Exercise objective: Extract every line of the material that contains the word "post", copying each one in full.
━━━━━ Data shown ━━━━━
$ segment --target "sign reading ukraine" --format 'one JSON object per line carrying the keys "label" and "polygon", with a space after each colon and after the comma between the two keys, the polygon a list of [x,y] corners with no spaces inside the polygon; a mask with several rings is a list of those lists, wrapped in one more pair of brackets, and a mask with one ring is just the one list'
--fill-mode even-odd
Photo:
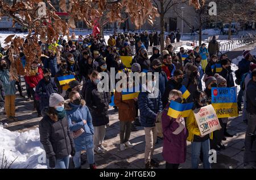
{"label": "sign reading ukraine", "polygon": [[189,91],[187,89],[184,85],[182,85],[181,88],[180,88],[180,91],[182,93],[182,98],[187,99],[190,95]]}
{"label": "sign reading ukraine", "polygon": [[122,100],[133,99],[138,98],[139,93],[139,87],[131,87],[122,91]]}
{"label": "sign reading ukraine", "polygon": [[60,85],[65,85],[71,81],[76,80],[74,75],[72,74],[59,77],[57,78]]}
{"label": "sign reading ukraine", "polygon": [[167,115],[173,118],[177,118],[179,115],[183,118],[188,117],[192,112],[193,103],[181,104],[172,101],[170,103]]}
{"label": "sign reading ukraine", "polygon": [[218,118],[238,116],[237,87],[212,87],[212,104]]}

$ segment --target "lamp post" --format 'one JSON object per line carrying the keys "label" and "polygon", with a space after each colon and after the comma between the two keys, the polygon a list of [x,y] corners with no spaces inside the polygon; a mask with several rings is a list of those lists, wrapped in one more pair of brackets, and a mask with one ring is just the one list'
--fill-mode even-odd
{"label": "lamp post", "polygon": [[181,7],[181,37],[183,36],[183,9],[185,7]]}

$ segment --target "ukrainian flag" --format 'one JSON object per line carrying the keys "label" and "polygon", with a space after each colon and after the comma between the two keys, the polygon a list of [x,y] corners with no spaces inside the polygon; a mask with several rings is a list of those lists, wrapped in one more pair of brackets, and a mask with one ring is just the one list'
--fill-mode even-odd
{"label": "ukrainian flag", "polygon": [[182,98],[187,99],[190,95],[189,91],[187,89],[184,85],[182,85],[180,91],[182,93]]}
{"label": "ukrainian flag", "polygon": [[[139,91],[136,91],[139,90]],[[138,98],[139,93],[139,87],[132,87],[122,91],[122,100],[133,99],[134,98]]]}
{"label": "ukrainian flag", "polygon": [[193,105],[193,103],[180,104],[172,101],[167,114],[173,118],[177,118],[179,115],[183,118],[188,117],[192,111]]}
{"label": "ukrainian flag", "polygon": [[185,61],[186,58],[188,57],[188,55],[187,55],[187,54],[181,55],[181,60],[183,61]]}
{"label": "ukrainian flag", "polygon": [[60,85],[65,85],[71,81],[76,80],[74,75],[61,76],[57,78]]}
{"label": "ukrainian flag", "polygon": [[212,69],[212,71],[213,72],[214,69],[216,69],[216,73],[220,73],[222,70],[222,66],[221,66],[221,64],[219,63],[213,65],[212,66],[210,66],[210,68]]}

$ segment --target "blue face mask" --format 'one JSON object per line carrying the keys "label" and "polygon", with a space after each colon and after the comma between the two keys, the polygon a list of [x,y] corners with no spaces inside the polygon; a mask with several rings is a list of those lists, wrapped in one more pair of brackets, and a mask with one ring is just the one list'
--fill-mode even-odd
{"label": "blue face mask", "polygon": [[100,83],[100,82],[101,81],[101,80],[98,79],[95,79],[94,81],[95,84],[97,85],[97,84],[98,84],[98,83]]}
{"label": "blue face mask", "polygon": [[64,110],[64,105],[63,106],[57,106],[56,107],[56,110],[57,111],[59,111],[59,112],[61,112]]}

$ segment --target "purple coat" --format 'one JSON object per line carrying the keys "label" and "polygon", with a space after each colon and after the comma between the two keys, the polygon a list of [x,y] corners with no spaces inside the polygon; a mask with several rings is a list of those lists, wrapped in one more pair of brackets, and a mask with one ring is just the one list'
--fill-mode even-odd
{"label": "purple coat", "polygon": [[[167,106],[169,107],[169,105]],[[172,133],[179,127],[179,123],[176,122],[176,119],[169,116],[167,111],[163,112],[162,124],[164,136],[163,158],[170,164],[184,162],[186,160],[188,131],[185,128],[178,135]]]}

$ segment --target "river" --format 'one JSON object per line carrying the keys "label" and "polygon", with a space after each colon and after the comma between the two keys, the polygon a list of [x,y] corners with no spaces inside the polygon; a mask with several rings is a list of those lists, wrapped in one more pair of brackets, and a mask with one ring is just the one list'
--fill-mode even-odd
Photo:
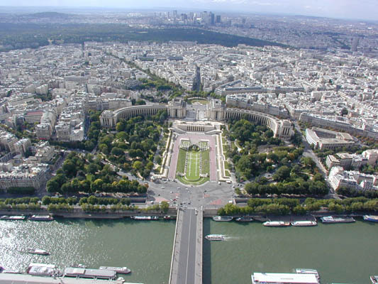
{"label": "river", "polygon": [[378,274],[378,224],[318,224],[313,227],[265,227],[260,222],[204,222],[204,283],[250,284],[253,272],[318,270],[323,283],[371,283]]}
{"label": "river", "polygon": [[[83,263],[128,266],[127,281],[167,283],[174,221],[63,219],[51,222],[0,221],[0,265],[25,271],[31,262],[65,268]],[[253,272],[289,273],[314,268],[322,283],[369,284],[378,274],[378,224],[318,224],[314,227],[265,227],[260,222],[204,222],[204,284],[250,284]],[[25,253],[45,249],[43,256]]]}
{"label": "river", "polygon": [[[57,219],[0,221],[0,265],[25,271],[32,262],[60,268],[83,263],[127,266],[128,282],[167,283],[175,221]],[[28,248],[50,256],[26,253]]]}

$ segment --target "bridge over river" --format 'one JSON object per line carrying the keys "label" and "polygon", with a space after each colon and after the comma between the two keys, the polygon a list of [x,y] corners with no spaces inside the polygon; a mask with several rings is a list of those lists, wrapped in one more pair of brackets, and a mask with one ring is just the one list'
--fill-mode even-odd
{"label": "bridge over river", "polygon": [[202,210],[179,209],[169,275],[169,284],[202,284]]}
━━━━━
Exercise solution:
$ segment --target "lamp post" --format 'one JSON object per line carrying the keys "label" and "polygon", with a space after each colon and after the comma between the two keys, the polygon a list of [x,y] corners with no spaces inside the polygon; a mask with several rings is a list of those lists, wrapped in one more pair of brackets, and a mask with one ring is just the one list'
{"label": "lamp post", "polygon": [[181,7],[181,37],[183,36],[183,9],[185,7]]}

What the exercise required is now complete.